- **TEKS BACAAN**:
********

Di awal kepengurusan, Ramal terlibat cekcok panjang dengan Budi Syukur, seterunya dalam pemilihan Ketua Kadin Sumbar pada 2017.
Penerbitan SK 052 sebagai SK pertama Kadin Sumbar dibawah kepemimpinan Ramal Saleh dicabut oleh Ketua umum Kadin Indonesia Rosan P Roeslani.
Ramal Saleh sempat digantikan sementara oleh Sam Salam, Waketum Bidang OKK Kadin Sumbar untuk mencarikan solusi pertikaian antara kubu Ramal Saleh dan kubu Budi Syukur.
Akhirnya, Kadin Indonesia mendapatkan solusi dalam kasus itu dan terbitlah SK 075 dengan menempatkan Budi Syukur sebagai Ketua Dewan Pertimbangan dan Basril Djabar sebagai Ketua Dewan Penasihat. Terakhir Haji Leonardi Harmainy diakomodasi menjadi Ketua Dewan Kehormatan.

********

- **CATATAN**:

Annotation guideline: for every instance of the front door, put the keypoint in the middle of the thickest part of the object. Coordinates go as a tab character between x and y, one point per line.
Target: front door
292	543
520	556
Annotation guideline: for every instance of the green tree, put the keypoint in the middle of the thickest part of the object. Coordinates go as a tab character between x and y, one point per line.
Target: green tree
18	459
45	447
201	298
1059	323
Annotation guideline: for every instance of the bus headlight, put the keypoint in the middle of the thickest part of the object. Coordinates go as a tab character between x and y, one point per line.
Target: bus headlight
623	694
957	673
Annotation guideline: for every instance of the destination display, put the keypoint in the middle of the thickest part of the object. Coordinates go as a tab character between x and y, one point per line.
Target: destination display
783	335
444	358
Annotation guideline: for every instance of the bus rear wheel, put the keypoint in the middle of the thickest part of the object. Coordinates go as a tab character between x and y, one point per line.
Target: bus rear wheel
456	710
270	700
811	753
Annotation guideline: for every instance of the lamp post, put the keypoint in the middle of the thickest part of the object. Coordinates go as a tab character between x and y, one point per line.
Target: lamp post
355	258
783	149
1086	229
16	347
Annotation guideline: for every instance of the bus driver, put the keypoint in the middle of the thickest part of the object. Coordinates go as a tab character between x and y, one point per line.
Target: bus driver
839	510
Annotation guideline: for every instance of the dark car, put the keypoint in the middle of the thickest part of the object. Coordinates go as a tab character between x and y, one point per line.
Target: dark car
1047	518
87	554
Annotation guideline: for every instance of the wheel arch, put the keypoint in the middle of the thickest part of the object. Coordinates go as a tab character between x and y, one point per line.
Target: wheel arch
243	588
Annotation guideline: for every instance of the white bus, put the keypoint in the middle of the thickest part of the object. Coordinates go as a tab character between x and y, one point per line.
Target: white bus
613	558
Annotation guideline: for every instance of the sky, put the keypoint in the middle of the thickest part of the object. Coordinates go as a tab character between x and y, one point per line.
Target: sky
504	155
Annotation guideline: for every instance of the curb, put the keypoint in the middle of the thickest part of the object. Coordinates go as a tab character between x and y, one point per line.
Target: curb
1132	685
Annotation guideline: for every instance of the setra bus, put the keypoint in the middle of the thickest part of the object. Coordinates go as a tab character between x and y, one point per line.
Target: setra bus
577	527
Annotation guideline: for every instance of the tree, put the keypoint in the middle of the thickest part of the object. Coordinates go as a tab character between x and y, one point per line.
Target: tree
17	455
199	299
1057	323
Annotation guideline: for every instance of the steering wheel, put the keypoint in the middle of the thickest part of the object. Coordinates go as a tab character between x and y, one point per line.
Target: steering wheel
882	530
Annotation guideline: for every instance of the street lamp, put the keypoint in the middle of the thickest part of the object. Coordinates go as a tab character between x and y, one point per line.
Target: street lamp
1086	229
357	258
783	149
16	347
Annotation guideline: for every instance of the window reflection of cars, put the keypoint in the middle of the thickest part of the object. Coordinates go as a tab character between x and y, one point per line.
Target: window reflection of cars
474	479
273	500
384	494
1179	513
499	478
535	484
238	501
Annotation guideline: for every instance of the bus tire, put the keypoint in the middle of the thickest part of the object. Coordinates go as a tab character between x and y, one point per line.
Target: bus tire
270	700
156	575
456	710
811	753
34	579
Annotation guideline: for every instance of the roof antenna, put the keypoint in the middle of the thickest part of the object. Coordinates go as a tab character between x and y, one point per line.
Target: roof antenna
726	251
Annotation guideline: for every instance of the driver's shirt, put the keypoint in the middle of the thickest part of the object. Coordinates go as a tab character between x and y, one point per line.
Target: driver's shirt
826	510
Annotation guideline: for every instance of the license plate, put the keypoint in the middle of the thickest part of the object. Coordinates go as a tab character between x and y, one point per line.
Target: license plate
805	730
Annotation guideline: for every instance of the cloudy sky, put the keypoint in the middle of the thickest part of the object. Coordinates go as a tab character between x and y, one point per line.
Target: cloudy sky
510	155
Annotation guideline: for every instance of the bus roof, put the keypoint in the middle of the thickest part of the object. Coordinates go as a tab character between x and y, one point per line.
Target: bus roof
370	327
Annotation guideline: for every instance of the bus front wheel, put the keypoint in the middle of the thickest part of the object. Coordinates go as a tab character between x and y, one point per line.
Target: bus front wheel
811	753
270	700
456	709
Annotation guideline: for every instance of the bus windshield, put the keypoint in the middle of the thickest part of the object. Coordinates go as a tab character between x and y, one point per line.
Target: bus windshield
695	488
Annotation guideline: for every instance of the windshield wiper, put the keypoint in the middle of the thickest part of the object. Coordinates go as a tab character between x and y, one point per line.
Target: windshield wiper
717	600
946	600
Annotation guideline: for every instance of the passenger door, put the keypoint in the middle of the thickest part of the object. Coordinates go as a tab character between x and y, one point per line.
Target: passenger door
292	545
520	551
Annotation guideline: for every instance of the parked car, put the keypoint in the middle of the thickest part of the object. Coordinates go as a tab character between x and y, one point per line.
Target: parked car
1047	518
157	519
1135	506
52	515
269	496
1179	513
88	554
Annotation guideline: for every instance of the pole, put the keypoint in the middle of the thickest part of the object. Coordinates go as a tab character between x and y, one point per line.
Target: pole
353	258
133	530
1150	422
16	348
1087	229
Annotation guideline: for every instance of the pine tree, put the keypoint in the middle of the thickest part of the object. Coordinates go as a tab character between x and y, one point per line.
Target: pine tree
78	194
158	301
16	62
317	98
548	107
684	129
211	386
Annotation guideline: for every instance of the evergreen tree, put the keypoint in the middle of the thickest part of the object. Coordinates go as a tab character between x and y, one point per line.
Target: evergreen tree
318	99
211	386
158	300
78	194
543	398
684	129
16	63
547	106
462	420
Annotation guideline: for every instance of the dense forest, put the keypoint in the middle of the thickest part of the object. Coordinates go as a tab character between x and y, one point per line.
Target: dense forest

********

- **YANG HARUS DIKERJAKAN**:
Cetak tanpa perubahan bagian teks bacaan tentang Kadin Sumbar yang dibuka dengan kata-kata yang memuat "Penerbitan SK 052" dan ditutup dengan "Ketua Dewan Kehormatan.".

- **HASIL PENGERJAAN**:
Penerbitan SK 052 sebagai SK pertama Kadin Sumbar dibawah kepemimpinan Ramal Saleh dicabut oleh Ketua umum Kadin Indonesia Rosan P Roeslani.
Ramal Saleh sempat digantikan sementara oleh Sam Salam, Waketum Bidang OKK Kadin Sumbar untuk mencarikan solusi pertikaian antara kubu Ramal Saleh dan kubu Budi Syukur.
Akhirnya, Kadin Indonesia mendapatkan solusi dalam kasus itu dan terbitlah SK 075 dengan menempatkan Budi Syukur sebagai Ketua Dewan Pertimbangan dan Basril Djabar sebagai Ketua Dewan Penasihat. Terakhir Haji Leonardi Harmainy diakomodasi menjadi Ketua Dewan Kehormatan.